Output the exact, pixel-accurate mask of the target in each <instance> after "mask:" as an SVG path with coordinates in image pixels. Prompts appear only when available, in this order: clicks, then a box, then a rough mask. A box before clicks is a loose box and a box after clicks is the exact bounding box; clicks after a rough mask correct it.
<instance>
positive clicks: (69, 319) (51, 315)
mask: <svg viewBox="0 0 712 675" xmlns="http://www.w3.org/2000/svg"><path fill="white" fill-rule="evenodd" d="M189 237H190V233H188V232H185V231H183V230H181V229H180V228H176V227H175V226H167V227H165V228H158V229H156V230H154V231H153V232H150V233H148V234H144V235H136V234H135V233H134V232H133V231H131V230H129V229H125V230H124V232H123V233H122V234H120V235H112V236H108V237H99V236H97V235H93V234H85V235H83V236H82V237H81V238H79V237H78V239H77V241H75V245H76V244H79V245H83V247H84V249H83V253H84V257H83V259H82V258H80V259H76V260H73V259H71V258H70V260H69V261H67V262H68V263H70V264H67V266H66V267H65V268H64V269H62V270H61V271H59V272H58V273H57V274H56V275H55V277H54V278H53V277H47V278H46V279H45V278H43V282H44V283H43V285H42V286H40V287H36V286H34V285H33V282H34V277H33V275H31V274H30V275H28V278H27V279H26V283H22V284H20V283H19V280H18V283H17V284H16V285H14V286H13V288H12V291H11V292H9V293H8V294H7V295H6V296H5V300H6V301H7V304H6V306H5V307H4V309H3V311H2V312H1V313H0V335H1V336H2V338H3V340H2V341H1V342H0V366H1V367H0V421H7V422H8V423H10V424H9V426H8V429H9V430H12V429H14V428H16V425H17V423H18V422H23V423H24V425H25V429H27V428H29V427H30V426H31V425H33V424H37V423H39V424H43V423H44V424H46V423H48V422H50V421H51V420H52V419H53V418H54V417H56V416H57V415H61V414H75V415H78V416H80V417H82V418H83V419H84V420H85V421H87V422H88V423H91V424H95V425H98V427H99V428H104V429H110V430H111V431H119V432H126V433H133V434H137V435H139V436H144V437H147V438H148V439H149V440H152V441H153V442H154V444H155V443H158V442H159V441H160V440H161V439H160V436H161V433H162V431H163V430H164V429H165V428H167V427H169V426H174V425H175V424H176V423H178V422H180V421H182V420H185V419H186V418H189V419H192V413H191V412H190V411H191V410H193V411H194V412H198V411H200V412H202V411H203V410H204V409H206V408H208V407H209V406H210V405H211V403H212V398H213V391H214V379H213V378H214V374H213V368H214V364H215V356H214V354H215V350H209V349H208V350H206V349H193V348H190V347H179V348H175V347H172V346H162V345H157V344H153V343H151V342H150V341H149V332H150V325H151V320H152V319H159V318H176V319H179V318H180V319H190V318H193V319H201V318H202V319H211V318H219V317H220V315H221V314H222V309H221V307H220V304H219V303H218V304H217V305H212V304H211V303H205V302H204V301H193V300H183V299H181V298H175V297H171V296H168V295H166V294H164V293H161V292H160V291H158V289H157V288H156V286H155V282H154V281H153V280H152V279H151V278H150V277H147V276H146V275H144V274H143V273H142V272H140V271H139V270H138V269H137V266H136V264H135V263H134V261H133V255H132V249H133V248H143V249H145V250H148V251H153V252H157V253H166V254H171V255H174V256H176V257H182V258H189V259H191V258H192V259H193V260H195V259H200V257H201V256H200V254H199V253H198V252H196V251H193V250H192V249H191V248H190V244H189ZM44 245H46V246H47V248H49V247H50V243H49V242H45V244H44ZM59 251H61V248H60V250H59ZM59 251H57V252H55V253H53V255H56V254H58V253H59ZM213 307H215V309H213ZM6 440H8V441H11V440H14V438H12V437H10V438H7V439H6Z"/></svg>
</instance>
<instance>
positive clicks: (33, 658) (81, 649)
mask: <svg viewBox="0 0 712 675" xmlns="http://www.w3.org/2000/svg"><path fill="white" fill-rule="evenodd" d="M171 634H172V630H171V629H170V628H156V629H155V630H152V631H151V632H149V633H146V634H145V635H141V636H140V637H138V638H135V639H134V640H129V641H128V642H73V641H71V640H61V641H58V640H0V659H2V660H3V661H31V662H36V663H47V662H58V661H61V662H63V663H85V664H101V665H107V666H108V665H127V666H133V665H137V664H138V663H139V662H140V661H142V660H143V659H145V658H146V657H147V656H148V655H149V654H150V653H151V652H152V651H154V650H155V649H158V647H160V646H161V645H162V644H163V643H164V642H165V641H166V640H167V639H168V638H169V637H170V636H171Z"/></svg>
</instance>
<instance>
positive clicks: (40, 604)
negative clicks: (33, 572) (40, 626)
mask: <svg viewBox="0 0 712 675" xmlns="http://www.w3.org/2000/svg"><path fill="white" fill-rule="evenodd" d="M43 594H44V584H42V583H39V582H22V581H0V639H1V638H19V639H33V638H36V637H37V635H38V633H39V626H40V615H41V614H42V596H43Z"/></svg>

-------------------------

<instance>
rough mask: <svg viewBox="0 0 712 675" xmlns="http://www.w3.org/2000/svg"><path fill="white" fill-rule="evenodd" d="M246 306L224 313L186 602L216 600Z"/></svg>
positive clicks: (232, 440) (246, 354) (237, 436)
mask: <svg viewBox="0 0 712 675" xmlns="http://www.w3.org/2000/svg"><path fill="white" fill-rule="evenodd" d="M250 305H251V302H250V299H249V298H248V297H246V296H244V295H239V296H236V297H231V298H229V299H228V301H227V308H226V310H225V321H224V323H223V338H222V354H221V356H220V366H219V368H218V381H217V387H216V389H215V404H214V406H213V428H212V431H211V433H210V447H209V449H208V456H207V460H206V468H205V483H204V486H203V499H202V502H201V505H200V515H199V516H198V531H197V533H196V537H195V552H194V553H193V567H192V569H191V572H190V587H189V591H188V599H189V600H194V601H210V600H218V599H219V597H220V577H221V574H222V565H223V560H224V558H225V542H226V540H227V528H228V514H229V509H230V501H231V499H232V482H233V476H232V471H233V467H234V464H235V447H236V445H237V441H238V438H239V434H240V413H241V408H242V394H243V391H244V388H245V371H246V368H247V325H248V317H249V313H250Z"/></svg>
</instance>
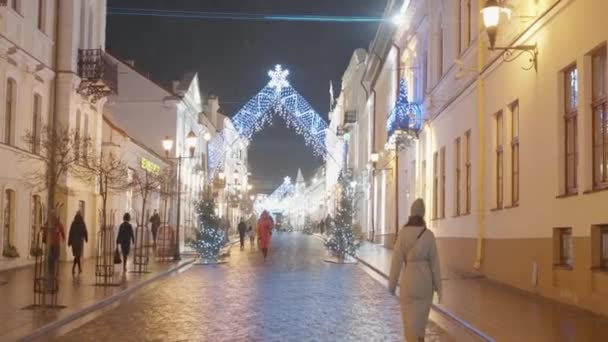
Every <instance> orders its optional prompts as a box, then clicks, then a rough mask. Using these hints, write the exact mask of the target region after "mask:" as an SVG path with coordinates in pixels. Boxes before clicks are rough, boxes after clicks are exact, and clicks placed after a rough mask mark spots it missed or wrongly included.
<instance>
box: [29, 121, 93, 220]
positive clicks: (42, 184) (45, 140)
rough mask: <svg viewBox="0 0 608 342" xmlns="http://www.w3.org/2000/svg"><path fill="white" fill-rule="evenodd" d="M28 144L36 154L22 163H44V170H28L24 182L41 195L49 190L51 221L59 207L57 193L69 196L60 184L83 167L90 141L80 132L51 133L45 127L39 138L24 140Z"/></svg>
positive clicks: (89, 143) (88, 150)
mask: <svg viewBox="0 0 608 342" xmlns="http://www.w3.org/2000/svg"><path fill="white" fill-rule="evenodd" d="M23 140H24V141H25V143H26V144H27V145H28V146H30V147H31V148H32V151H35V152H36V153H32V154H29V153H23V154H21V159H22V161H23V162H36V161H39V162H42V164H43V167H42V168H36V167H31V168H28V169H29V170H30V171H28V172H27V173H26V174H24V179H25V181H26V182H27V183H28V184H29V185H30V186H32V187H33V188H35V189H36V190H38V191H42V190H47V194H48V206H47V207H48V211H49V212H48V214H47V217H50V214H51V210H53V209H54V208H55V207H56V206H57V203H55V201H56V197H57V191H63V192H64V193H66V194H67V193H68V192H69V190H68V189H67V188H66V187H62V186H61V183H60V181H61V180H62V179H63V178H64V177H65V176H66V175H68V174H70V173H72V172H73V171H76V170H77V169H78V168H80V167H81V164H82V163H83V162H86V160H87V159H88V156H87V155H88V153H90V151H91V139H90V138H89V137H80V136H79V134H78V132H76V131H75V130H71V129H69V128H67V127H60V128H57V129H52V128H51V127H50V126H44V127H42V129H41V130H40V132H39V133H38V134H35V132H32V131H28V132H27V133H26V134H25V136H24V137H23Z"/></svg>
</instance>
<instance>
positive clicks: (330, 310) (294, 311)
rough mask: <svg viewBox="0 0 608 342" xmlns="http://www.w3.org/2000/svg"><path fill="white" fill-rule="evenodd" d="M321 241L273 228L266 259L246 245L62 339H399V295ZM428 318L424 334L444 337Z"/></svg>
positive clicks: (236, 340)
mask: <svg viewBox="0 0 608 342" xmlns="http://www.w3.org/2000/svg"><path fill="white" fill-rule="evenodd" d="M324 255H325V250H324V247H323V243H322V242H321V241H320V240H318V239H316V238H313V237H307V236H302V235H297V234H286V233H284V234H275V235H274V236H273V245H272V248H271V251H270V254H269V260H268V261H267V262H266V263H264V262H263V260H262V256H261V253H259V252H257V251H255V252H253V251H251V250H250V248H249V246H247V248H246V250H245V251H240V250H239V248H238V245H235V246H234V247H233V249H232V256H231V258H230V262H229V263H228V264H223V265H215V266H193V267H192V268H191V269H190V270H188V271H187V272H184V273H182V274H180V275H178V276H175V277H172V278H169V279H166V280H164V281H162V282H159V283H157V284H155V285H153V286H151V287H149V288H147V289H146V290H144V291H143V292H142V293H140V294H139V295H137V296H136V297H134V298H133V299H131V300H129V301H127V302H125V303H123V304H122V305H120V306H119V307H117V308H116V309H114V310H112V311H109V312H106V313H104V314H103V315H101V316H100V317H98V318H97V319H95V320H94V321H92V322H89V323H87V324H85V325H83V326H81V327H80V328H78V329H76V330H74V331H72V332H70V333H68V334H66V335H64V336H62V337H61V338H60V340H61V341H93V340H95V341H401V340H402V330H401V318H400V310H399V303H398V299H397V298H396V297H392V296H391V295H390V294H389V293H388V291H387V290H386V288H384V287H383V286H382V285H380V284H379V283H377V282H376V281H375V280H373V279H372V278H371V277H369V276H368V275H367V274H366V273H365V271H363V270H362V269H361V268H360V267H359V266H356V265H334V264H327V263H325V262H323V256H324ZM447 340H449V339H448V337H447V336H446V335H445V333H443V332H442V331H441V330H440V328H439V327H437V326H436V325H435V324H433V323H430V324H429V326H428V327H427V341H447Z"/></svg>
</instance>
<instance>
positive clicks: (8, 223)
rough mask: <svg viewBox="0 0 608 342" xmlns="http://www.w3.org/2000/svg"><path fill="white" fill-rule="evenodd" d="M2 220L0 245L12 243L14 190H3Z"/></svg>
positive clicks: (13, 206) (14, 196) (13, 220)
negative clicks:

-------------------------

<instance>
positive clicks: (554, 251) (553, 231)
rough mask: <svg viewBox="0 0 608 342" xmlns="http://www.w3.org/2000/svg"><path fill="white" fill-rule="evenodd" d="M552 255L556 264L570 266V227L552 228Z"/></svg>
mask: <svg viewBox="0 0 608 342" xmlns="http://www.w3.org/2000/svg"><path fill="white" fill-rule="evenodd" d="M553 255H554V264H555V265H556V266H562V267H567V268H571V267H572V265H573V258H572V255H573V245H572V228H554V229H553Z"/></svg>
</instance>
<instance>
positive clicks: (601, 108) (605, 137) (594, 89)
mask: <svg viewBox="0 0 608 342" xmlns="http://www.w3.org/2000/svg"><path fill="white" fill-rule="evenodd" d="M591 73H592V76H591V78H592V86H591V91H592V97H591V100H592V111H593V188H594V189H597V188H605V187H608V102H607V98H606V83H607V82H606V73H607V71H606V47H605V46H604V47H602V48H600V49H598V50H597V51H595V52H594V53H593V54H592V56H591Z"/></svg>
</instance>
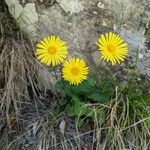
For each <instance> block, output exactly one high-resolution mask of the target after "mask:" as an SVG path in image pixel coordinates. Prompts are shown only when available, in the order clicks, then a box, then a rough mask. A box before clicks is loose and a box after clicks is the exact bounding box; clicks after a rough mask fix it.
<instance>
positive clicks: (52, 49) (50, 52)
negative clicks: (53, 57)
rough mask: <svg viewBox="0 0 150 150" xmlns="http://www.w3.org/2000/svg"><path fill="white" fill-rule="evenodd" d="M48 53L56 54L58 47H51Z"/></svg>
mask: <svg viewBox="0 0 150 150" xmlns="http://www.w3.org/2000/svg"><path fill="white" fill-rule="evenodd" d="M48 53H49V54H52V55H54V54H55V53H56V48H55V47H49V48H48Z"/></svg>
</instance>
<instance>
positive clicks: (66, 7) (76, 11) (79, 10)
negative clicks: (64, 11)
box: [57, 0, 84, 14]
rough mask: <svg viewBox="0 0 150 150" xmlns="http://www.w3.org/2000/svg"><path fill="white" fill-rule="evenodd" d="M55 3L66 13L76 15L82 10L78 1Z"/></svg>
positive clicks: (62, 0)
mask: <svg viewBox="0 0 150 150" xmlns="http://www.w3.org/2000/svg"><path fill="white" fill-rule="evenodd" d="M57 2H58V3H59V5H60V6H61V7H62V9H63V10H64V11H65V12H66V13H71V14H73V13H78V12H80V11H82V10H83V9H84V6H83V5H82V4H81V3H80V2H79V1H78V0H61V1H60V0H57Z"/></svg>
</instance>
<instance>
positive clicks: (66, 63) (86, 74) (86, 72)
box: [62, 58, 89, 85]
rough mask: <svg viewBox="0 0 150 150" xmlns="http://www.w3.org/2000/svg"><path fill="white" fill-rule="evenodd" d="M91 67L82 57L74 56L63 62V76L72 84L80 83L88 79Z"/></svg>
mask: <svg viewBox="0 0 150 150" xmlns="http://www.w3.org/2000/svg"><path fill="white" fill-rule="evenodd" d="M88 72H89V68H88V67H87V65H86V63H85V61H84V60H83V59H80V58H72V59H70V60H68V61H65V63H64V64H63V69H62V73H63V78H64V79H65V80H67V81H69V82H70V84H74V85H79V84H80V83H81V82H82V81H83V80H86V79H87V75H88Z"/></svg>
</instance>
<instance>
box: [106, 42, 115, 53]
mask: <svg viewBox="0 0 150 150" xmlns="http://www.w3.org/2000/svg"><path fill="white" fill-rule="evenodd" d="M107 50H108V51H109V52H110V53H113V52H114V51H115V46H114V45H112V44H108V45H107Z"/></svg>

-------------------------

> **Task details**
Lines that contain "loose" should be pulled from the entries above and reported.

> **Task response**
Output the exact, pixel-accurate mask of the target in each <instance> after "mask:" as an SVG path with coordinates in image pixels. Prompts appear only when available, in this order: clicks, then a box, then a rough mask. A box before clicks is a loose box and a box after clicks is the exact bounding box; clicks after a rough mask correct it.
For each <instance> block, output exactly one high-resolution mask of the target after "mask:" as an SVG path in image pixel coordinates. Prompts are shown only when available, in the order clicks, then a box, then a rough mask. A box before clicks is loose and a box after clicks is the exact bounding box; clicks after a rough mask fix it.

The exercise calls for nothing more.